● ПОСТАВЛЕННАЯ ЗАДАЧА:
Допишите отрывок о Платонове и деле воронежских мелиораторов, начав сразу после его последнего предложения.

● ОТРЫВОК:
______

Вслед за этим показания против Платонова стали давать другие участники дела. Обвинения в сознательном вредительстве перемежались с обвинениями в технологических просчетах, и вопрос, почему главный фигурант не был привлечен либо просто допрошен, если была арестована и осуждена на сроки от пяти до десяти лет вся его команда, — более чем очевиден. Менее очевиден ответ.
Коснувшийся сего сюжета в книге «Житель родного города» О. Г. Ласунский, который первым это дело в архиве и обнаружил, предположил, что следователи воронежского ОГПУ не стали разыскивать Платонова «в густонаселенной столице, а в перипетиях российской литературной жизни они не шибко разбирались». С этим выводом не согласились молодые авторы статьи: «Ведь при том обвинительном заключении, в котором Платонов назван руководителем КРВО, дело должно было быть возвращено Коллегией ОГПУ на доработку: Коллегия не могла не видеть того кричащего диссонанса, который вносило в этот документ непредъявление обвинения главному фигуранту дела — А. Платонову».
Но кто бы ни был прав, одно можно сказать: Платонова спасла, вывела из-под огня литература. Мистическим или земным образом, от беды уберегла его Муза. Бывший воронежский мелиоратор А. П. Платонов был обречен, действующий столичный (это важно в данном случае подчеркнуть) пролетарский писатель Андрей Платонов — нет. Конечно, веди следствие профессионал, разбирающийся в литературной ситуации (и здесь прав Олег Ласунский: воронежское ОГПУ, скорее всего, плохо понимало, о ком и о чем шла речь), то пусть не в 1930-м, а летом 1931-го, то есть как раз тогда, когда проходил суд над мелиораторами, а Платонова пинали все кому не лень за хронику «Впрок», грамотному следователю было бы более чем логично объединить два вредительских начинания А. П. Платонова — мелиоративное и литературное в одно и добиться убийственного резонанса и громкой славы для бдительных органов диктатуры пролетариата. Но этого не произошло.
Возможно, потому, что травля Платонова-писателя и следствие по делу «воронежских вредителей» разминулись по времени и в Воронеже еще действовала инерция писательского, столичного успеха бывшего губмелиоратора, а может быть, правы молодые исследователи, и «под А. Платонова была подложена мина с дистанционным управлением, которая могла быть приведена в действие в любой нужный момент, как во время следствия, так и после его окончания». Правда, слишком уж много было впоследствии поводов для того, чтоб мину взорвать, да так и не взорвали. Однако для внутренней биографии писателя, для понимания его душевного и духовного состояния важнее всего тот факт, что не раз приезжавший в эти годы в Воронеж Платонов об арестах бывших коллег знал, и хотя неизвестно, что на сей счет думал и как к происходящему относился — внутренне был готов последовать за ними. Так догонял несчастный герой «Епифанских шлюзов» Бертран Перри своего создателя, так в атмосфере страха, угроз, мучительных размышлений и ожиданий вынашивался «Котлован» с его одиноким «невыясненным» героем, потерявшим смысл общего и отдельного существования в стране, где мыли полы под праздник социализма.

______

● ПРЕДОСТАВЛЕННЫЕ ДАННЫЕ:
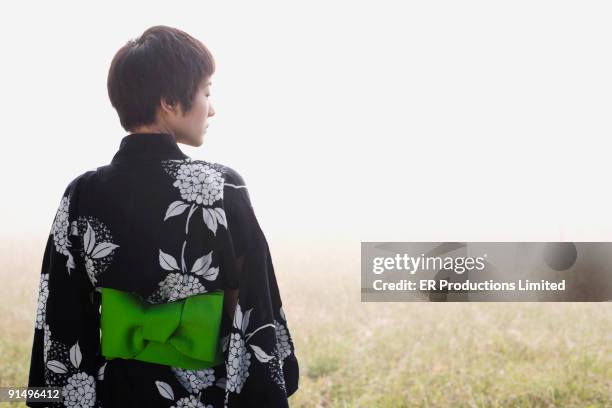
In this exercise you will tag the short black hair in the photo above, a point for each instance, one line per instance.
(162, 62)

______

● РЕЗУЛЬТАТ УПРАЖНЕНИЯ:
На титульном листе одной из авторизованных машинописей повести стоят даты «ноябрь 1929 — апрель 1930», которые долгое время считались временем создания «Котлована», хотя, как предположила, работая с записными книжками Платонова, Н. В. Корниенко, речь в данном случае, возможно, шла о платоновской датировке событий повести, сама же повесть писалась позднее, и это момент принципиальный. Если учесть, что литературным спутником «Котлована» стала «бедняцкая хроника» «Впрок», датировка первого варианта которой — весна 1930 года, равно как и время действия, вопросов не вызывает, то очень важно знать: что чему предшествовало — «Впрок» «Котловану» или наоборот? И либо Платонов в колхозном очерке, вызвавшем, как известно, уже не просто неудовольствие или раздражение, но пароксизм у Сталина, попытался показать дальнейшее течение жизни, либо пошел вспять времени — от очерка к повести, к истокам коллективизации, к страшной, переломной зиме 1929/30 года. Если верно последнее, а судя по всему, так и есть, смысл «Котлована» становится еще более страшным, более пронзительным и беспощадным, и именно эта повесть являет собой подведение итогов и безответный ответ на вопрос: что было сделано с Россией и с русским человеком в XX веке?
Впервые увидевший в нашей стране свет в 1987 году в «Новом мире», но, к сожалению, в сильно искаженном виде (и такими же искаженными были первые публикации на Западе, а также многочисленные издания повести в первой половине 1990-х годов в России), «Котлован» сделался одним из самых обсуждаемых и уже не только среди литературоведов, но и среди политиков, публицистов произведений, которое не иначе как по недоразумению либо излишнему демократическому усердию включили в школьную программу, предлагая считать его создателя едва ли не предтечей и идеологом диссидентского движения в СССР и главным антисоветчиком страны, хотя дело обстояло много сложнее.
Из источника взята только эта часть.